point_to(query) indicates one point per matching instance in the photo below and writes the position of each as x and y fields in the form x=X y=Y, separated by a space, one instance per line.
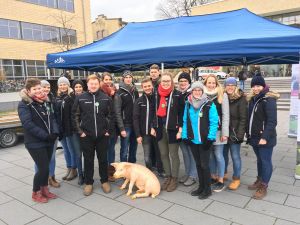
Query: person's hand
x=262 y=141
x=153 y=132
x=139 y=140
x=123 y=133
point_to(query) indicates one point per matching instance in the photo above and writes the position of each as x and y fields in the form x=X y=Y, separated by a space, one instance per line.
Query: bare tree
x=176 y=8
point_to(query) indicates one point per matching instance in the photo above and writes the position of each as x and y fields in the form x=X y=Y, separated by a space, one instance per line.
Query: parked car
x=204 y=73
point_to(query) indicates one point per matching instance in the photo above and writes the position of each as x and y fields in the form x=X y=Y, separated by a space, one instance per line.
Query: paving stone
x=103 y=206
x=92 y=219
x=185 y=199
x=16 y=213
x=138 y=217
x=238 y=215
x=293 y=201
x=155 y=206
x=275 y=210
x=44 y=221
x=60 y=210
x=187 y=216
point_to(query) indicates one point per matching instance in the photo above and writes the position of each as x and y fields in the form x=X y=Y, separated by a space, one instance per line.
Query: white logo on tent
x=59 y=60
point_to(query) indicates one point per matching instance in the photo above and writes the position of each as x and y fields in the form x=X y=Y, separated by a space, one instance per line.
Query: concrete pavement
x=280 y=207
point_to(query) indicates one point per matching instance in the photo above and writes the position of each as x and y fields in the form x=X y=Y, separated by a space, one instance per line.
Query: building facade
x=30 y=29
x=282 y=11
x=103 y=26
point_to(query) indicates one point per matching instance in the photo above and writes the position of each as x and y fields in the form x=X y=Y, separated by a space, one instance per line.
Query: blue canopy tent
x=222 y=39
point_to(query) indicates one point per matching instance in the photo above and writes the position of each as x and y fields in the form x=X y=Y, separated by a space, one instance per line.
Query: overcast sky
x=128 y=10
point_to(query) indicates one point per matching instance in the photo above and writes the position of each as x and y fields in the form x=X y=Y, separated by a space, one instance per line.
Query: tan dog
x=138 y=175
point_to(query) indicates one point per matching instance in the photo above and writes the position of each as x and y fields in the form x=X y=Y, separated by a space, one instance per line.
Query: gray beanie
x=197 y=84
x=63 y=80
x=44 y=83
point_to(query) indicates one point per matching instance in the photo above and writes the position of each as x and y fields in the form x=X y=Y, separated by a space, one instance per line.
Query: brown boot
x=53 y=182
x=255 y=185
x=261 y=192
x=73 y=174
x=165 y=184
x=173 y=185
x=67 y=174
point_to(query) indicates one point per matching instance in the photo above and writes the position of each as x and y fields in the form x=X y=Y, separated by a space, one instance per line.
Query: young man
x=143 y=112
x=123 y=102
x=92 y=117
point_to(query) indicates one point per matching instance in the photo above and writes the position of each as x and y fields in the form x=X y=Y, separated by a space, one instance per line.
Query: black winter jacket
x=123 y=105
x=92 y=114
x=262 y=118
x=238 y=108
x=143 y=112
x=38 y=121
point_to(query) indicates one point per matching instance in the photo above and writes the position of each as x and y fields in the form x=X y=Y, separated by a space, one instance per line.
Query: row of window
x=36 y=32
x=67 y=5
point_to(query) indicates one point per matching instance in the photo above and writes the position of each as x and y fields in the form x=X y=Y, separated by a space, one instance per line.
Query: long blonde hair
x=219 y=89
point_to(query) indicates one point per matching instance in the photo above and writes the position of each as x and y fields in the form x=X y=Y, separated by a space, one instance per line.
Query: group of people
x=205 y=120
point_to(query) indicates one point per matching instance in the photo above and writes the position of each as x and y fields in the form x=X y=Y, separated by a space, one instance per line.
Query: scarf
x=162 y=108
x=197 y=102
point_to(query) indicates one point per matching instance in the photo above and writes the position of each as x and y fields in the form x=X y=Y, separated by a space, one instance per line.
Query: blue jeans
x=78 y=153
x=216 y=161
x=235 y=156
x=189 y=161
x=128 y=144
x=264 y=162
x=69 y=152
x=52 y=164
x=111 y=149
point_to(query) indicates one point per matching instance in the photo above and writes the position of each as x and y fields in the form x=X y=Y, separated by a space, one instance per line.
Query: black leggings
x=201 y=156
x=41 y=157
|---|
TO DO:
Transcribe the listing exactly; skip the pictures.

FINAL ANSWER:
point_to(query) indicates one point per matching instance in the photo below and writes the position of each as x and y fields in the form x=X y=Y, separated by a space, one instance per line.
Query: person's hand
x=262 y=141
x=153 y=132
x=139 y=140
x=123 y=133
point_to(query) indicates one point per matching instance in the photo above and writes the position of each as x and y fields in the form x=X y=Y, separated by a space, one instance per line.
Query: bare tree
x=176 y=8
point_to(query) indicates one point per matching instance in the photo above and writes the position of each as x and y fields in the form x=X y=Y, separated by a space, one instance per line.
Query: parked car
x=204 y=73
point_to(query) indicates one point per matching instance in the photo above and writes the position of each as x and y fields in the form x=X y=Y, separated by a space, one instance per line.
Query: paving stone
x=103 y=206
x=92 y=219
x=185 y=199
x=16 y=213
x=138 y=217
x=238 y=215
x=293 y=201
x=155 y=206
x=275 y=210
x=44 y=221
x=60 y=210
x=187 y=216
point_to(query) indicates one point per matching instance in the photo above and writes the position of each as x and y fields in the form x=X y=Y, separated by a space, one instance per line.
Query: white logo on tent
x=59 y=60
point_to(query) indicates one point per matching instance in the photo above and writes the position of each as x and y fields in the form x=X y=Y, separated by a space, one instance per line.
Query: concrete pavement
x=280 y=207
point_to(query) indicates one point per matching instance in the photo above and writes the position of each as x and y fields in the form x=X y=Y, separated by a space, one instance per line.
Query: building facade
x=30 y=29
x=282 y=11
x=103 y=26
point_to(query) indicates one point per matching instance in the photo above and writes the position of each as x and y fields in the form x=X y=Y, separated by a space, one instance per line.
Query: blue canopy tent
x=222 y=39
point_to(query) indicates one point per matching instance in the photo above and writes the position of each as x and y fields in the form x=X y=Y, separated by a space, one instance per line.
Query: overcast sky
x=128 y=10
point_to(query) indicates one point per matching instance in the photo above and writes the position of each as x and y fields in the form x=X y=Y, separated by a space, one instance per line.
Query: tan dog
x=138 y=175
point_to(query) indicates one point per matching instance in the photo above and writes the position of each as x and y fields in the form x=X y=Y, separated by a space, one instance per line.
Query: gray beanie
x=197 y=84
x=63 y=80
x=44 y=83
point_to(query) indicates one point per matching instance in the photo above and writes the position of each as x and y fields in the form x=X y=Y, separated by a space, one instance per line.
Query: brown boot
x=53 y=182
x=255 y=185
x=261 y=192
x=73 y=174
x=165 y=184
x=173 y=185
x=67 y=174
point_to(query) indicates one point per matching instance in the photo above and writes the position of each as x and y fields in the form x=X y=Y, separated by a space, one instance per line.
Query: young man
x=143 y=112
x=123 y=102
x=92 y=117
point_to(query) indicates one point per matching instance in the photo above and writes the position of each as x and y fields in the form x=X y=Y, separated by a space, one instance per line.
Query: black winter jacket
x=123 y=105
x=92 y=114
x=262 y=118
x=238 y=108
x=143 y=112
x=38 y=121
point_to(query) indicates one point per matching instance in the photo above and writes the position of each as x and y fields in the form x=X y=Y, separated by a space, one instance per line.
Query: row of window
x=36 y=32
x=67 y=5
point_to(query) indicates one point per matching instance in the photo above and writes the position of each as x and y fields in the form x=X y=Y, separated by a space, one instance per line.
Query: long blonde hair
x=219 y=89
point_to(query) indicates one point per matching instance in the photo above and writes the position of each as x and y fields in the form x=X y=Y, separated by a space, one instance per line.
Query: group of people
x=205 y=120
point_to(query) indicates one point per matching instance in the photo above and writes the position of each as x and y fields in the form x=X y=Y, separated by a space, one instance per line.
Query: scarf
x=162 y=108
x=197 y=102
point_to(query) indicates one point per matching instance in the photo above and writes the position of each as x and y fields in the form x=X y=Y, separated by a space, one instance per line.
Query: blue jeans
x=78 y=153
x=216 y=161
x=235 y=156
x=189 y=161
x=128 y=144
x=264 y=162
x=69 y=152
x=52 y=164
x=111 y=149
point_to(query) indicates one point per matching instance in the photo above and writes the position of each as x and y fields in the form x=X y=Y, separated by a space, one instance per line.
Query: black leggings
x=201 y=156
x=41 y=157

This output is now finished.